:: The problem ::
Reproduce exactly, with no other output, every line of the data below from the line containing "spot the bride's hand." to the end, inclusive.

================

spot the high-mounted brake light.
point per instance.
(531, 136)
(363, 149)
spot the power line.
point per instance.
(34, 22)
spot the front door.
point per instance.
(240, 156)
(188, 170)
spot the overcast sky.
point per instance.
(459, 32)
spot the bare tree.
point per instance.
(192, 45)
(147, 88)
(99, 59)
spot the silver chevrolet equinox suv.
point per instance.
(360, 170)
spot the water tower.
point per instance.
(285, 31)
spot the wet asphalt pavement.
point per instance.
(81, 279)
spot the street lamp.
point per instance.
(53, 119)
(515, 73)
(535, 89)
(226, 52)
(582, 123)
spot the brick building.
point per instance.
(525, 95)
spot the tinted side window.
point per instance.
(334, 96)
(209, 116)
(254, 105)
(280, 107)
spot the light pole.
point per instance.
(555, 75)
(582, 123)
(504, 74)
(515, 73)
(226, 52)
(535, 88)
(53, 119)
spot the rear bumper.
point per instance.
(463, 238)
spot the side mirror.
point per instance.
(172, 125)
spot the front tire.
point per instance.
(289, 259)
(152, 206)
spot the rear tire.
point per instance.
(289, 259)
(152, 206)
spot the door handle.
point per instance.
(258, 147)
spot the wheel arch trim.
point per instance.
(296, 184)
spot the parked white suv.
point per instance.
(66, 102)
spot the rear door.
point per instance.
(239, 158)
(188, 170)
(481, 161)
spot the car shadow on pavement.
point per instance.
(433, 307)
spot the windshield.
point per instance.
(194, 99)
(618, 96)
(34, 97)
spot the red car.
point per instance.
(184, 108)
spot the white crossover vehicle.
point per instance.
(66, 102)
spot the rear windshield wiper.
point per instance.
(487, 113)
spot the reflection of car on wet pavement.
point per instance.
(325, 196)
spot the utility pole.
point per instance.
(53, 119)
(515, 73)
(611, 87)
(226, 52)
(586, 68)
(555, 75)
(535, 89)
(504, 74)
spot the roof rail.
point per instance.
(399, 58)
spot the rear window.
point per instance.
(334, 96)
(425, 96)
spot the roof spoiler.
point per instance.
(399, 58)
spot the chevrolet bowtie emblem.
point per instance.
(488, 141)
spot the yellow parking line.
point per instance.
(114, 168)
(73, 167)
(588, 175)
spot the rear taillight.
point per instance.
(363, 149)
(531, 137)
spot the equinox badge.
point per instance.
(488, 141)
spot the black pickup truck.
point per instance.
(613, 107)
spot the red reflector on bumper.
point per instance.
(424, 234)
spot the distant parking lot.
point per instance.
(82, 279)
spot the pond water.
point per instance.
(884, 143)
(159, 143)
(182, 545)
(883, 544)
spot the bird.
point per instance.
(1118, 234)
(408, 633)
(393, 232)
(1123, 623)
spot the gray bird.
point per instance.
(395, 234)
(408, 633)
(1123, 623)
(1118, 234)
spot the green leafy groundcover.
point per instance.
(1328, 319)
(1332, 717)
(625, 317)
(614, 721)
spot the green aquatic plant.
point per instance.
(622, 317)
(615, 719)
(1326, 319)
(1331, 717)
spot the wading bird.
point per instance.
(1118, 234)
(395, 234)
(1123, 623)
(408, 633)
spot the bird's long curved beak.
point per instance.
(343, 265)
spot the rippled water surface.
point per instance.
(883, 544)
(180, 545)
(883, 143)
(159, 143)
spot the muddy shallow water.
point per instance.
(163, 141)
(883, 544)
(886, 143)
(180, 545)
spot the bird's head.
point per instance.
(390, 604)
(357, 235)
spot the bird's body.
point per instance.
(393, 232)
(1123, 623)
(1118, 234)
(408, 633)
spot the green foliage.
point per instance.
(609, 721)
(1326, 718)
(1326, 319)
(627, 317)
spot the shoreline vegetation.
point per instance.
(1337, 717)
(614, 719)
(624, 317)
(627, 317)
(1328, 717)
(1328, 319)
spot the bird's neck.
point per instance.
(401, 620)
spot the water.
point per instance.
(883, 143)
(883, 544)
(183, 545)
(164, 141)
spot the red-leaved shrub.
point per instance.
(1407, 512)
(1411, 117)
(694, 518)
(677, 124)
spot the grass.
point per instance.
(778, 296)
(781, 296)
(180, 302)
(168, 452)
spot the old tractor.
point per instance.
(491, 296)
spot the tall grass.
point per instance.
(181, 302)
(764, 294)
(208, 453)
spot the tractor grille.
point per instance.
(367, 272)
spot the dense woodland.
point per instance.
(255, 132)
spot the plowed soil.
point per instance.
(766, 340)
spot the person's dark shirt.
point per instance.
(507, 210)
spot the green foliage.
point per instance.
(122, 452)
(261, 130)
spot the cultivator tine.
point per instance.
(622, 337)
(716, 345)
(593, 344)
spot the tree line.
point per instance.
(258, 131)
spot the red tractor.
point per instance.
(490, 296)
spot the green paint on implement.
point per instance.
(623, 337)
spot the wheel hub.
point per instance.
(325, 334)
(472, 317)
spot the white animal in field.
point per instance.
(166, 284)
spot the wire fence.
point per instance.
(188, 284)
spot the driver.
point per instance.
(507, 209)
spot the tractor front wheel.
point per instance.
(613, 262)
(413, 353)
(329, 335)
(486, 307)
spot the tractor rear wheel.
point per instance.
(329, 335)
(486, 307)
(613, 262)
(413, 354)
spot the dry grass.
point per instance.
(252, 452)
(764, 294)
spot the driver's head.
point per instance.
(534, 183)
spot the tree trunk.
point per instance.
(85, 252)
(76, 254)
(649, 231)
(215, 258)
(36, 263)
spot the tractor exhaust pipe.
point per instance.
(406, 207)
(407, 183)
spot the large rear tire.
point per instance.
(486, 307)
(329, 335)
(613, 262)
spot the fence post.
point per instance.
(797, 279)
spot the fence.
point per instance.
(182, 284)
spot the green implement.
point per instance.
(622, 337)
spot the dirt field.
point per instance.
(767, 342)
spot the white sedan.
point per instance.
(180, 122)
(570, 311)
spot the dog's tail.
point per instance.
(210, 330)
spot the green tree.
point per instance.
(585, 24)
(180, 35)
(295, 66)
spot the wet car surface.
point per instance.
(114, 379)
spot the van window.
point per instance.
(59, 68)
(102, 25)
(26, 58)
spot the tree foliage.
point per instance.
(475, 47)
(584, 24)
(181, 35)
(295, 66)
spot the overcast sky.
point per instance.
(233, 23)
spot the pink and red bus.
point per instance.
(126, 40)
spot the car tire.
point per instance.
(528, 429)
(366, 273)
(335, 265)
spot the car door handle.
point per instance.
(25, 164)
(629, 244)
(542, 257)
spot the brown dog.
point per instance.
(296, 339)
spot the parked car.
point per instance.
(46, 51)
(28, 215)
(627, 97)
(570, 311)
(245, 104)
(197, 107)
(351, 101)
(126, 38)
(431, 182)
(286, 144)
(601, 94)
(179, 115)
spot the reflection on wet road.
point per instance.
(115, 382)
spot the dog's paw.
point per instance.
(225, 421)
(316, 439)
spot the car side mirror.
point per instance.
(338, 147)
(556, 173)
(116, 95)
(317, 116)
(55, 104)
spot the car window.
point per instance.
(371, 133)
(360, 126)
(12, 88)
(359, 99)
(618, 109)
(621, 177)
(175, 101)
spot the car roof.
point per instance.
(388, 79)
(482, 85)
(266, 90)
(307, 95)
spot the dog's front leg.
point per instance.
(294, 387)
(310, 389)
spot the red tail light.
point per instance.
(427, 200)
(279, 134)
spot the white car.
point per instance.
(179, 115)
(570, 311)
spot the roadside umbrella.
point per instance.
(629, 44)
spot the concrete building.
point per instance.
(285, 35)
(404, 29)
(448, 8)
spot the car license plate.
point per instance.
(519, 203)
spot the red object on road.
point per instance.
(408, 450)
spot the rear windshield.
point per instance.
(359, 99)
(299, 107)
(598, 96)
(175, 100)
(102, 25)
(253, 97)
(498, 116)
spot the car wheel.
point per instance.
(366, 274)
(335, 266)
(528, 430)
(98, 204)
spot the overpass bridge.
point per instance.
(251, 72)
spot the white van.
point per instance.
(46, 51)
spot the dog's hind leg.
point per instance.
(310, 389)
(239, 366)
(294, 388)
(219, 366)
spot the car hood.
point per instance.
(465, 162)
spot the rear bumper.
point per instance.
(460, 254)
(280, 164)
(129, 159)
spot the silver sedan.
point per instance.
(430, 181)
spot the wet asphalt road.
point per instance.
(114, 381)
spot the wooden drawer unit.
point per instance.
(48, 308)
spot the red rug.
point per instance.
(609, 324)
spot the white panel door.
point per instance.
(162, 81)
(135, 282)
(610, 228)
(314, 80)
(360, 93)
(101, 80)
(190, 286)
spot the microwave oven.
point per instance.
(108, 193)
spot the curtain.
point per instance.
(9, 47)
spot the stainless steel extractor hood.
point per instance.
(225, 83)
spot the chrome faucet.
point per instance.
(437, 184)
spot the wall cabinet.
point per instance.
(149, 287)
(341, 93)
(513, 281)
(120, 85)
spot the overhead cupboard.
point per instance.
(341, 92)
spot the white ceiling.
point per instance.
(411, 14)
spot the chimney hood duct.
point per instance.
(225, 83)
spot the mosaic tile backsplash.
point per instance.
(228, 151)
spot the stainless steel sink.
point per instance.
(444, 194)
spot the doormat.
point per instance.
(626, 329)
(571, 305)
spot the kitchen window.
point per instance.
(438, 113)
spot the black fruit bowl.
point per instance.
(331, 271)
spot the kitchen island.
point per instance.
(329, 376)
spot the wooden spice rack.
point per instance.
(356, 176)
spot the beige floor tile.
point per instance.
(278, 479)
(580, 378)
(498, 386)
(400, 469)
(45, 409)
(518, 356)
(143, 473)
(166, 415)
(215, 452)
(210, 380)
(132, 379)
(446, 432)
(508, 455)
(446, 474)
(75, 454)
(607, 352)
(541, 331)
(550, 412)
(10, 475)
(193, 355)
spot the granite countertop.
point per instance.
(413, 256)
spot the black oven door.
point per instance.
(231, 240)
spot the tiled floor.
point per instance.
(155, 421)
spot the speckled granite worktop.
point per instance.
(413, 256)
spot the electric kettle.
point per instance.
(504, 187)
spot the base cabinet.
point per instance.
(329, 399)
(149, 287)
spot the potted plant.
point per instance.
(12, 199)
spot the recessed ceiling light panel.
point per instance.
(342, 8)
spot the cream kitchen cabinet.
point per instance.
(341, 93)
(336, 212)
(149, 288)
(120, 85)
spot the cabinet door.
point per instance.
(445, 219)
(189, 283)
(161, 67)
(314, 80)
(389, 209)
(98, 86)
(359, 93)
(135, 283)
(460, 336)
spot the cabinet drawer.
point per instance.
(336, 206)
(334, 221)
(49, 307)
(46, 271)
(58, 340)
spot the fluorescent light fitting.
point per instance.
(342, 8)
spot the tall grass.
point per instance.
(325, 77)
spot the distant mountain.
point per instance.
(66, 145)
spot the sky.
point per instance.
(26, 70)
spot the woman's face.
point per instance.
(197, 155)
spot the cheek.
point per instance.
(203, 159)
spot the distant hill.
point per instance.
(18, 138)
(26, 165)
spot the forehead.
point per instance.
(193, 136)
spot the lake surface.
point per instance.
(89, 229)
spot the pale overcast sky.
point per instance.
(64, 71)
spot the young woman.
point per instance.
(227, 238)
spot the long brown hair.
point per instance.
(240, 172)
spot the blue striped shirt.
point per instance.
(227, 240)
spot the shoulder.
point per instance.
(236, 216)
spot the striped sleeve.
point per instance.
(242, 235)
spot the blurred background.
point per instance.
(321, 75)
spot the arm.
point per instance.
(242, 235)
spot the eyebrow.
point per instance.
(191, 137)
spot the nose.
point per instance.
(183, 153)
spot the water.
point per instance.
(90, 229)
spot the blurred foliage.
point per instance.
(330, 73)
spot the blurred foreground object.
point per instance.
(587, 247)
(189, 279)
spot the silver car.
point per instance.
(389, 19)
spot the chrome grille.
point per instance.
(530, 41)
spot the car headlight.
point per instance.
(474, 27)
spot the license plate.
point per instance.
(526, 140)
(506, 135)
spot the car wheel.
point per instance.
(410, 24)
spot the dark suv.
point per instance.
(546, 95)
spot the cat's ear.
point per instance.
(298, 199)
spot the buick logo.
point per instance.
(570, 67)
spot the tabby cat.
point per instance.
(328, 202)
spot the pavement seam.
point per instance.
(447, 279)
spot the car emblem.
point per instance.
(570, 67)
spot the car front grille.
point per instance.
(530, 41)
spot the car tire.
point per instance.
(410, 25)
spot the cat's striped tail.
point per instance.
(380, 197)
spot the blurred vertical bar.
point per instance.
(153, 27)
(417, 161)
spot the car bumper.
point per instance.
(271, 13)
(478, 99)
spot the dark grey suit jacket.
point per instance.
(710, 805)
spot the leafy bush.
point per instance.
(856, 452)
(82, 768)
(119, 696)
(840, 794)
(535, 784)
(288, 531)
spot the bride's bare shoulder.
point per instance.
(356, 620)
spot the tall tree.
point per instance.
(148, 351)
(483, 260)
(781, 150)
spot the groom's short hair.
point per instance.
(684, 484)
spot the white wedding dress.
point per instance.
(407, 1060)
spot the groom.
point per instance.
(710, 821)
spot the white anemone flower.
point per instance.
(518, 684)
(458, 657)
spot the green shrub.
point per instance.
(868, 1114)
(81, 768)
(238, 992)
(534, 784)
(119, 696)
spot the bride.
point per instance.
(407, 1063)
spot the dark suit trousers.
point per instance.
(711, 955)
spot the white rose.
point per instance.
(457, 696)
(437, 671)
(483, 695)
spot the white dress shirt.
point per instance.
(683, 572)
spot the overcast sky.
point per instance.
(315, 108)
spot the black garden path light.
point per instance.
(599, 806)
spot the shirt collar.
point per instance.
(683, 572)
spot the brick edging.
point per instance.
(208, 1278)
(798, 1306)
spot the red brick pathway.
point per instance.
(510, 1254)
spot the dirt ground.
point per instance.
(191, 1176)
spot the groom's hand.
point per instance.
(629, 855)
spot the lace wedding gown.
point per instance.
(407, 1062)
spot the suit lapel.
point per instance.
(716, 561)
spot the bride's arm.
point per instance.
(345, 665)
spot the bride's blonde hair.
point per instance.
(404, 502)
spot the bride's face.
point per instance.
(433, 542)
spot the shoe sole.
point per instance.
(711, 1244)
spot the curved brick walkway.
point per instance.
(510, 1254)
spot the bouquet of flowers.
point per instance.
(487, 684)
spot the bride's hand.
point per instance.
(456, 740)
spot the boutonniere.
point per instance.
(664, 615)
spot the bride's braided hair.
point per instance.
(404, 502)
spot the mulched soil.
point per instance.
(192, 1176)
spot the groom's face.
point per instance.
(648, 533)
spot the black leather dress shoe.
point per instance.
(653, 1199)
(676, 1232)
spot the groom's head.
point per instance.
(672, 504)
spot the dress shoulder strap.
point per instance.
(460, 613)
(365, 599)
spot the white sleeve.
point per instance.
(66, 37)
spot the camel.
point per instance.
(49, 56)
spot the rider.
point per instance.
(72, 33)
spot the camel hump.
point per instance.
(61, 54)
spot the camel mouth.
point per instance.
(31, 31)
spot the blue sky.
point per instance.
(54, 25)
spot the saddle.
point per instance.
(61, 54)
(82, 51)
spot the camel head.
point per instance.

================

:: Full solution ::
spot the bride's hand.
point per instance.
(456, 740)
spot the boutonniere.
point per instance.
(664, 615)
spot the bride's braided hair.
point per instance.
(404, 502)
spot the mulched soil.
point per instance.
(192, 1176)
spot the groom's face.
point per instance.
(648, 533)
spot the black leather dress shoe.
point per instance.
(653, 1199)
(676, 1232)
spot the groom's head.
point per instance.
(672, 504)
spot the dress shoulder strap.
point per instance.
(460, 613)
(365, 599)
spot the white sleeve.
point per instance.
(66, 37)
spot the camel.
point per instance.
(49, 56)
spot the rider.
point per instance.
(72, 33)
spot the camel hump.
point per instance.
(61, 54)
spot the camel mouth.
point per instance.
(31, 31)
spot the blue sky.
point per instance.
(54, 25)
spot the saddle.
point per instance.
(61, 54)
(82, 51)
spot the camel head.
point per instance.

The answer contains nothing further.